◆ PASSAGE FOR REVIEW
The Tennessee head football coach doesn't have just a tremendous amount of time to sit down with reporters to answer over 30 minutes straight of unscripted questions.
When Derek Dooley does afford that time to news services, it allows readerships such as those at InsideTennessee to get a glimpse into one of the premier programs in the Southeastern Conference.
Keep reading to find answers in this installment of questions below:
IT: Are star ratings changing the type football player that you get signed and on campus?
Dooley: I think managing the expectations that we put on these guys is more difficult now than ever and it's really not fair to the kids. I have a quote: 'Life wouldn't be so difficult if we didn't expect it to be so easy.' We build up under the nature of our recruiting industry, we build up how great these players are and what an impact they're going to have on a program. Unfortunately, a lot of them start believing that and when they get here they realize it's tough. It's not what everybody wrote about over the last year. It's going to require a lot of work, a lot of discipline, a lot of perseverance and a lot of grit.

◆ RECORDS
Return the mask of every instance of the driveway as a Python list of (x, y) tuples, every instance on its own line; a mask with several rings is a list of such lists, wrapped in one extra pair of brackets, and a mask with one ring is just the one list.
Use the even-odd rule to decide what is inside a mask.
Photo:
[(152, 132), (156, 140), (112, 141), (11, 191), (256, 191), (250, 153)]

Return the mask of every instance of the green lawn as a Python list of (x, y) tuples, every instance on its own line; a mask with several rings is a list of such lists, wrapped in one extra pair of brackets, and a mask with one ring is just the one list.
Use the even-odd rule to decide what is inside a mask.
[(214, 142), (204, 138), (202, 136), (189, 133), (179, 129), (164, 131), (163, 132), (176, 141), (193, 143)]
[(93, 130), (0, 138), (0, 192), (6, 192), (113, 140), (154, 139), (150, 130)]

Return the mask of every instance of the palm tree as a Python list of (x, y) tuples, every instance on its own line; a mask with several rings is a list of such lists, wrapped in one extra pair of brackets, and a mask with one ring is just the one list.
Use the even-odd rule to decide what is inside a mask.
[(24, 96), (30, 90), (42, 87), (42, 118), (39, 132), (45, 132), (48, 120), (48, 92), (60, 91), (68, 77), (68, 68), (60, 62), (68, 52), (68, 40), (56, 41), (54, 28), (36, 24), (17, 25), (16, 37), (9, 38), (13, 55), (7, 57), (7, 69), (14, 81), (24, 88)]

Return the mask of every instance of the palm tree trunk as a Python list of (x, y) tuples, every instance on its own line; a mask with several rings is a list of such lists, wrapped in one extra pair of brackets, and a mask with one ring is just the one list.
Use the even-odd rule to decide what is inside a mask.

◆ TASK INSTRUCTIONS
1. In the interview with the Tennessee football coach, what quote does Dooley share about life?
2. Rewrite the stretch of the Tennessee coach interview from "The Tennessee head" through "of unscripted questions.", changing "reporters" to "journalists".

◆ SOLUTIONS TO THE EXERCISE
1. "Life wouldn't be so difficult if we didn't expect it to be so easy."

2.
The Tennessee head football coach doesn't have just a tremendous amount of time to sit down with journalists to answer over 30 minutes straight of unscripted questions.